For each line of the data below that holds "hair", copy the line.

[Records from a data collection]

--- START ---

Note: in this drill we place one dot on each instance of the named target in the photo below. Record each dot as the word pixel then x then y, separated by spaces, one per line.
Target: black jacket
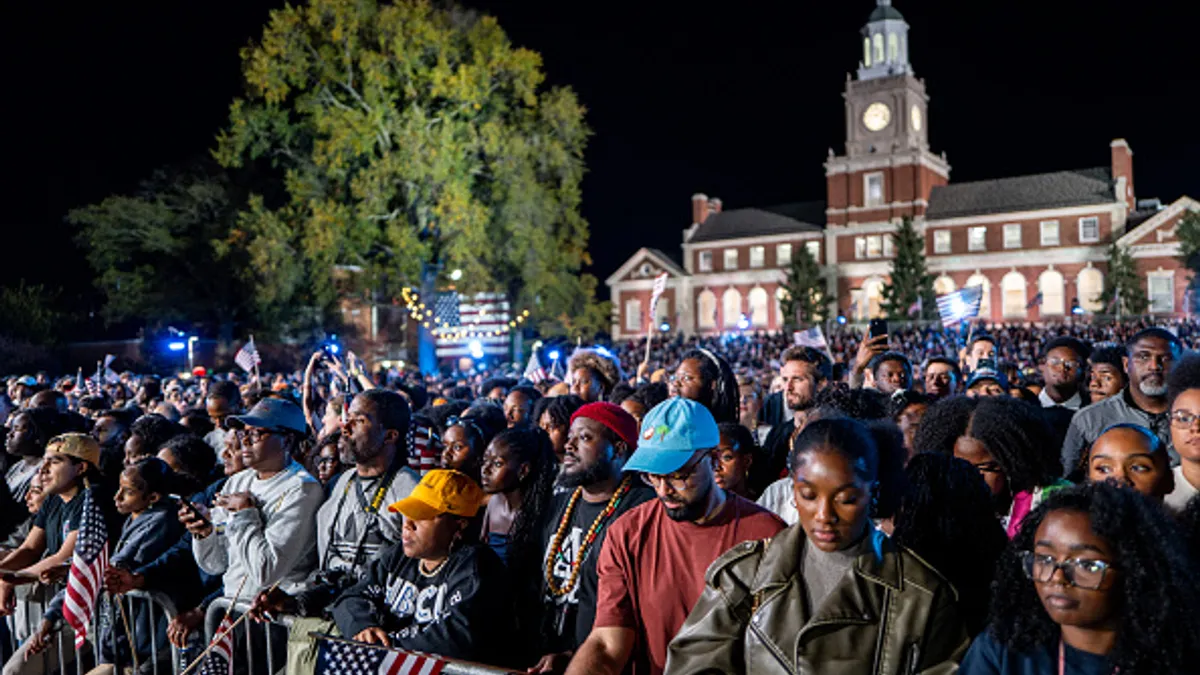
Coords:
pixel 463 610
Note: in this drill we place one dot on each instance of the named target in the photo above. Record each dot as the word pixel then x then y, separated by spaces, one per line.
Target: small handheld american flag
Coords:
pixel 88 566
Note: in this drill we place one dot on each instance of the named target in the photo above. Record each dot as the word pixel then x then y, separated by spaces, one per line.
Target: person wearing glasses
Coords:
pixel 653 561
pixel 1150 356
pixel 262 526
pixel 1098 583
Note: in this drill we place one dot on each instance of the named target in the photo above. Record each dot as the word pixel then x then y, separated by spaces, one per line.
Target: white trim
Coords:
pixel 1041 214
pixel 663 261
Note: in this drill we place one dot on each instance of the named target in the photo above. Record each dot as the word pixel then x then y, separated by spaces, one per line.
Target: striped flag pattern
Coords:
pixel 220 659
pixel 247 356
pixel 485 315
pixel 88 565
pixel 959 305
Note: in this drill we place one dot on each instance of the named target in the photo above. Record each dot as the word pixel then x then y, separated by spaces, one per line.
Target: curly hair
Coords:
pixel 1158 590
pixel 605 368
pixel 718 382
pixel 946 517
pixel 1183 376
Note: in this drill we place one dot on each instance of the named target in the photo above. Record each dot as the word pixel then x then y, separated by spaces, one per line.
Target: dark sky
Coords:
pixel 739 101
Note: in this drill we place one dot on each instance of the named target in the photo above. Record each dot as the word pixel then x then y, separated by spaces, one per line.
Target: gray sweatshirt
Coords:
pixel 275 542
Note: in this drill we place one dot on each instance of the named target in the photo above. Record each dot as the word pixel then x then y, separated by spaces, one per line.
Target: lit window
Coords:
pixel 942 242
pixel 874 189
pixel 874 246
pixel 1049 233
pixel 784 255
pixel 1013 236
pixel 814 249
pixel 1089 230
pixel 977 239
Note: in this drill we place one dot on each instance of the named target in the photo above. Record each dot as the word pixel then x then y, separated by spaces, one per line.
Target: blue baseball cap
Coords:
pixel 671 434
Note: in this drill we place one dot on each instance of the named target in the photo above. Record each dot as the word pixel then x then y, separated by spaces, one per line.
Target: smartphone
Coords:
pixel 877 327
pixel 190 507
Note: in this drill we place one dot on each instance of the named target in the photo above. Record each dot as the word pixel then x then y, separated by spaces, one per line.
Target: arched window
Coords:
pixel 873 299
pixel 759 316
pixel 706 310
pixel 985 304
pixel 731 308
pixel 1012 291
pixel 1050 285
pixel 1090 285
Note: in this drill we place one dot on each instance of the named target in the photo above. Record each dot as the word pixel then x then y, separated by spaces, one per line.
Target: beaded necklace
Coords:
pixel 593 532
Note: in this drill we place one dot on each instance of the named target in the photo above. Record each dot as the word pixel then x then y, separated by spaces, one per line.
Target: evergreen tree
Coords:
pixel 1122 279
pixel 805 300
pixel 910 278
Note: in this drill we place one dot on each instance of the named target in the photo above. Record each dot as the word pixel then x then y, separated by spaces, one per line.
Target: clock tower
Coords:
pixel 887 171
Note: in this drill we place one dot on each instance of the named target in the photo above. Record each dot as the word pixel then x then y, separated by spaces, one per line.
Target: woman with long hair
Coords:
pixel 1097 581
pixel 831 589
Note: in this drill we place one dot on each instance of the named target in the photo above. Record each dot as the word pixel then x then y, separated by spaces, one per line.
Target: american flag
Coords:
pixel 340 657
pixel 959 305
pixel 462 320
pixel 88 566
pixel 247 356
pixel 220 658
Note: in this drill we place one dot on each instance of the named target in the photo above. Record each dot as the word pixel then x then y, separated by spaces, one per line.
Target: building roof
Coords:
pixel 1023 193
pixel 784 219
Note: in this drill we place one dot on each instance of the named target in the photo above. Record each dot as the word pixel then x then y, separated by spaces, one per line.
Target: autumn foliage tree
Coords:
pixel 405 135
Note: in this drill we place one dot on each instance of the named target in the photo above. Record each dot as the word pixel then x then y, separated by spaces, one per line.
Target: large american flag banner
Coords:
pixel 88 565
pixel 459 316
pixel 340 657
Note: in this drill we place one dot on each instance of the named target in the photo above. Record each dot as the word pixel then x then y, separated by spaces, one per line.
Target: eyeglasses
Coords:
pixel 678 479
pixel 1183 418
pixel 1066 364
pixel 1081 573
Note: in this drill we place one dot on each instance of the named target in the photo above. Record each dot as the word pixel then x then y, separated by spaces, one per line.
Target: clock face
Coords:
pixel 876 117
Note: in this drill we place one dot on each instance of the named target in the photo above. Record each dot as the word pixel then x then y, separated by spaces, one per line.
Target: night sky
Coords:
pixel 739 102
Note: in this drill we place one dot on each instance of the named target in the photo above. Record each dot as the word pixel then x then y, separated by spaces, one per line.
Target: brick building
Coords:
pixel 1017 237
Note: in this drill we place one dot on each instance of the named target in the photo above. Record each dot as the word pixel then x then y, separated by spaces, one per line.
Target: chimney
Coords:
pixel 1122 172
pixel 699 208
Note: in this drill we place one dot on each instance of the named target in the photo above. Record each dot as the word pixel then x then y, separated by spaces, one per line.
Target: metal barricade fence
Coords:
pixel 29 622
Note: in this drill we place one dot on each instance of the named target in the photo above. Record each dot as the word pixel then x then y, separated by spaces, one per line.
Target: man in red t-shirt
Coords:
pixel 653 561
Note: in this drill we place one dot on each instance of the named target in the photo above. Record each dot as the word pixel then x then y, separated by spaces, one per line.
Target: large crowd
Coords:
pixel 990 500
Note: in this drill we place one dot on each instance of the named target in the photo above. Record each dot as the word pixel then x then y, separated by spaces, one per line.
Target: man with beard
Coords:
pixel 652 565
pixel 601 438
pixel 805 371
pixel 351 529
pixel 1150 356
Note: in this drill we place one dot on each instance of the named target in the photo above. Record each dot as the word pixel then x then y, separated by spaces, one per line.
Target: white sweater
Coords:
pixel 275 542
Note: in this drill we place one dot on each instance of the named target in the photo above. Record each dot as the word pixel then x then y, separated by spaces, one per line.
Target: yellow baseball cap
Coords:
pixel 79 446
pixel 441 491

--- END ---
--- START ---

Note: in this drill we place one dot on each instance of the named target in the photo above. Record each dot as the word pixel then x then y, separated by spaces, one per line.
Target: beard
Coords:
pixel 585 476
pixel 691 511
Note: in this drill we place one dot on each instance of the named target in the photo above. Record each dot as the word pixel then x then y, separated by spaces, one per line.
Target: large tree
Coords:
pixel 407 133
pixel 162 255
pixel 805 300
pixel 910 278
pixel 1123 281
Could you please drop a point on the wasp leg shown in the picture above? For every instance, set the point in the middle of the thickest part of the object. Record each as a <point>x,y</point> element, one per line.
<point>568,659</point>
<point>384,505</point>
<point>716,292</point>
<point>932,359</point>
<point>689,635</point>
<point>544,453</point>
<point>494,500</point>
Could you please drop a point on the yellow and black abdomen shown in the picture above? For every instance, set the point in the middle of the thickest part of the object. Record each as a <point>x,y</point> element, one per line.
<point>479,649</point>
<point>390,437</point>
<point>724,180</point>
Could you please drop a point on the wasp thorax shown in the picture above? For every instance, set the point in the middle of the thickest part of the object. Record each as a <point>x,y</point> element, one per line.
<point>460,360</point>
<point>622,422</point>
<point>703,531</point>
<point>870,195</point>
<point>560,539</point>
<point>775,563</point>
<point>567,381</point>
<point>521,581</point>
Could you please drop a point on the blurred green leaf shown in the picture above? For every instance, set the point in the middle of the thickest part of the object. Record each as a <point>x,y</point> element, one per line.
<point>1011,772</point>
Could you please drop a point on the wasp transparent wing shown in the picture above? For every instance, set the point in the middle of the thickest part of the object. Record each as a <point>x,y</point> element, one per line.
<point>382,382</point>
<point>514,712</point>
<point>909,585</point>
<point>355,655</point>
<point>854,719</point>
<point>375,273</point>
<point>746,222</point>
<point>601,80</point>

--- END ---

# Reply to the task:
Target: curly hair
Target: woman with long hair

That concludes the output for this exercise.